Work to complete:
a. For the text on Chinese luxury brands below, decide whether each statement agrees with it, answering yes or no and quoting the deciding words exactly: (i) The author thinks Chinese luxury brands could become more relevant than Western ones within this decade. (ii) Chinese Gen Z consumers find local brands less aspirational than millennials do. (iii) The author expects most top-selling Western luxury brands to be suddenly replaced by Chinese brands.
b. Reproduce part of the text on Chinese luxury brands below, beginning at the words "- The number" and stopping after "would it happen?".
___ Excerpted text
- The number of Chinese startups in the luxury space today is unprecedented, and many use technology as a source of differentiation or competitive advantage.
- Young and affluent Chinese Gen Z consumers find local brands much more aspirational and desirable than millennials or Gen Xers.
- In 2020, for the first time, China overtook the US in AI research. Therefore, it is only a matter of time before more Gen Z-focused Chinese luxury brands start winning in the luxury market.
Recently, I presented a keynote to a group of some of the most influential investors in luxury. We discussed the future of luxury, what investors need to focus on, and the actions brands must take to be future-ready. But one question during the Q&A section was of particular interest: Did I think that Chinese luxury brands could ever be more relevant than Western luxury brands? If yes, how quickly would it happen?
My answer was yes and, possibly, within this decade. Don’t get me wrong: It is unlikely that most of the top-selling Western luxury brands will suddenly get replaced by Chinese brands. However, there are clear signs that a fundamental shift is happening, and — like so many disruptions in the luxury space — it is being driven by Gen Z.
______
___ Dataset records
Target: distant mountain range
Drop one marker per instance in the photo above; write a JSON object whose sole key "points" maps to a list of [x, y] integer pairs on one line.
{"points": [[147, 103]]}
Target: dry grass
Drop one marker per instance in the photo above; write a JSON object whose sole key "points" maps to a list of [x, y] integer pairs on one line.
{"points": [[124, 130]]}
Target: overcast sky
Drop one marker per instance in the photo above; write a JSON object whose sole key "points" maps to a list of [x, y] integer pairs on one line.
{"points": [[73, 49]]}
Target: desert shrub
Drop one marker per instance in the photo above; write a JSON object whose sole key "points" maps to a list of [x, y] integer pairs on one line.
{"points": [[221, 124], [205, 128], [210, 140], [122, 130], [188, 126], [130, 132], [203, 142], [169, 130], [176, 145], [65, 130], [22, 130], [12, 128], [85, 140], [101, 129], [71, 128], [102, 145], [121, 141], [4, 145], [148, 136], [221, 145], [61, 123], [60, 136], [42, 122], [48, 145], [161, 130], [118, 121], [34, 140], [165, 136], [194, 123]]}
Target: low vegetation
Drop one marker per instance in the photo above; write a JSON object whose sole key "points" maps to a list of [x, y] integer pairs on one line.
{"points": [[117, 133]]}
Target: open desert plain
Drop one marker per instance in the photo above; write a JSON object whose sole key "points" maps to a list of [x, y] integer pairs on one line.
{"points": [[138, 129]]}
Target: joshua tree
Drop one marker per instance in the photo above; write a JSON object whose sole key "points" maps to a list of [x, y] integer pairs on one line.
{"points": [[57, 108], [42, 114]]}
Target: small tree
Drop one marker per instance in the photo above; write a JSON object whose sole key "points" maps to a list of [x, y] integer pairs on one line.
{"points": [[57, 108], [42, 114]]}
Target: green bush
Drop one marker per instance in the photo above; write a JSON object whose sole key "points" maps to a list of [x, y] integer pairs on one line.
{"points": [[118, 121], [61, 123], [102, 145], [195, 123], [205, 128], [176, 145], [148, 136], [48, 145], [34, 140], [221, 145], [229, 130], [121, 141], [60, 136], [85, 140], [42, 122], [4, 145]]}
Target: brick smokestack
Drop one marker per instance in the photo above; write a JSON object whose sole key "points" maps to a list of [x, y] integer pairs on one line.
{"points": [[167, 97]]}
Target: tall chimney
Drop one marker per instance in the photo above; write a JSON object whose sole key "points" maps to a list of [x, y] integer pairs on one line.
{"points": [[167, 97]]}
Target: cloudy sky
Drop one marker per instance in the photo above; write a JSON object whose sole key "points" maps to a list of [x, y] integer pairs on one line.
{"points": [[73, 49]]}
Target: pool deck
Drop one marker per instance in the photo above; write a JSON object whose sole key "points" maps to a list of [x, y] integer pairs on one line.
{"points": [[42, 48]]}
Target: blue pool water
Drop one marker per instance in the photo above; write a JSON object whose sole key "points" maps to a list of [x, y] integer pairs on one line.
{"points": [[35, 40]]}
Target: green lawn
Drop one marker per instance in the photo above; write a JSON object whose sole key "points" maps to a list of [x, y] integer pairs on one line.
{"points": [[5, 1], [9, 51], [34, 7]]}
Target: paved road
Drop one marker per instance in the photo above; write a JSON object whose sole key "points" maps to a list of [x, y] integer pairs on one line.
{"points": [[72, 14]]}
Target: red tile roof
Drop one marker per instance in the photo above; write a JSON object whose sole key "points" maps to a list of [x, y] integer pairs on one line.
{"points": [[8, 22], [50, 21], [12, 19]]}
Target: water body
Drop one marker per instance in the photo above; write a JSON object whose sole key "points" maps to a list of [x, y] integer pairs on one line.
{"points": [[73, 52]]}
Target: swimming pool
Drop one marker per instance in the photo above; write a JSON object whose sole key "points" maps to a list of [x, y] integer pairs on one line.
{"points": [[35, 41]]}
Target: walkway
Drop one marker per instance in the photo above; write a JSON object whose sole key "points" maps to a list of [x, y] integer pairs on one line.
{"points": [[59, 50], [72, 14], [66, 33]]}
______
Solutions to the problems:
a.
(i) Yes: "My answer was yes and, possibly, within this decade."
(ii) No: "Young and affluent Chinese Gen Z consumers find local brands much more aspirational and desirable than millennials or Gen Xers."
(iii) No: "It is unlikely that most of the top-selling Western luxury brands will suddenly get replaced by Chinese brands."

b.
- The number of Chinese startups in the luxury space today is unprecedented, and many use technology as a source of differentiation or competitive advantage.
- Young and affluent Chinese Gen Z consumers find local brands much more aspirational and desirable than millennials or Gen Xers.
- In 2020, for the first time, China overtook the US in AI research. Therefore, it is only a matter of time before more Gen Z-focused Chinese luxury brands start winning in the luxury market.
Recently, I presented a keynote to a group of some of the most influential investors in luxury. We discussed the future of luxury, what investors need to focus on, and the actions brands must take to be future-ready. But one question during the Q&A section was of particular interest: Did I think that Chinese luxury brands could ever be more relevant than Western luxury brands? If yes, how quickly would it happen?